> [Goals]
- A) In the k-NN notes, copy the passage starting at "How does $k$" and ending at "point’s nearest point.".
- B) Can you condense the paragraph of the k-NN notes that begins "Assume (and this is almost never the case)" into a short list that keeps its main facts?
- C) According to the k-NN notes, what is the most common choice of distance metric?

> [Passage given]
K-Nearest Neighbors - Incomplete CS Notes @ Cornell

The k-NN algorithm¶

Assumption: Similar inputs have similar outputs / Similar points have similar labels.

Classification rule: For a test input $\mathbf{x}$ , assign the most common label amongst its k most similar training inputs

Formal Definition:

For a point $\mathbf{x}$ , denote the set of the $k$ nearest neighbors of $\mathbf{x}$ as $S_\mathbf{x}$ . Formally, $S_\mathbf{x}\subseteq {D}$ s.t. $|S_\mathbf{x}|=k$ and $\forall(\mathbf{x}',y')\in D\backslash S_\mathbf{x}, \text{dist}(\mathbf{x},\mathbf{x}')\ge\max_{(\mathbf{x}'',y'')\in S_\mathbf{x}} \text{dist}(\mathbf{x},\mathbf{x}'')$

Classifier $h(\mathbf{x})$ takes in a test point and returns the most common label in $S_\mathbf{x}$ :

[h(\mathbf{x})=\text{mode}(\{y'':(\mathbf{x}'',y'')\in S_\mathbf{x}\})

(1)

How does $k$ affect the classifier?

As k $\uparrow$ , decision boundary gets smoother. When $k=n$ , we always output $mode\{D\}$ ; if $k =1$ , we always output test point’s nearest point.

What distance function should we use?¶

The k-nearest neighbor classifier fundamentally relies on a distance metric. The better that metric reflects label similarity, the better the classified will be. The most common choice is the Minkowski distance:

\text{dist}(\mathbf{x},\mathbf{z})=\left(\sum_{r=1}^d |x_r-z_r|^p\right)^{1/p}

(2)

$p = 1$ : Absolute Value / Manhattan Distance
$p = 2$ : Euclidian Distance
$p \to \infty$ : Max (其他项都会被最大项的 $|x_r-z_r|^p$ 给 shadow 掉，再取 $...^{1/p}$ 回到 $|x_r-z_r|$ )

Brief digression: Bayes optimal classifier¶

Assume (and this is almost never the case) we have all knowledge about the distribution. That is we know $P(X,Y)$ , the distribution from which our samples are drawn. we can then get every value we want. For example, if we want to have $\mathrm{P}(y|\mathbf{x})$ we just have to use the Bayes rule and calculate $\frac{P(\mathbf{x},y)}{P(\mathbf{x})}$ , where $P(\mathbf{x}) = \int_{y'} P(\mathbf{x},y')$ .

> [Raw records]

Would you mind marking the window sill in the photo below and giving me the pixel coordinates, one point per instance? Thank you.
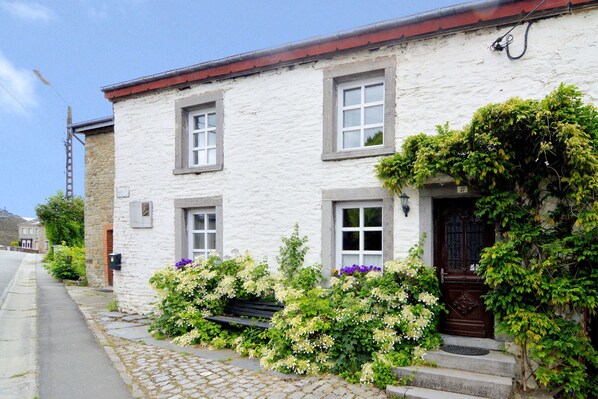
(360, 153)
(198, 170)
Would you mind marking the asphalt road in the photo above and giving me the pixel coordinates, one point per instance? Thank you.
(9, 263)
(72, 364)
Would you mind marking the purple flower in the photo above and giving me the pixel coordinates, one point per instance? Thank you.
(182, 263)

==

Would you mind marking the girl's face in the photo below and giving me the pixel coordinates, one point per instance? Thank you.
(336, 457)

> [Answers for the tasks]
- A)
How does $k$ affect the classifier?

As k $\uparrow$ , decision boundary gets smoother. When $k=n$ , we always output $mode\{D\}$ ; if $k =1$ , we always output test point’s nearest point.

- B)
- It assumes full knowledge of the distribution P(X,Y) from which the samples are drawn, which is almost never the case.
- With that knowledge, any value we want can be obtained.
- For example, P(y|x) follows from the Bayes rule as P(x,y)/P(x).
- Here P(x) is the integral of P(x,y') over y'.

- C) The Minkowski distance.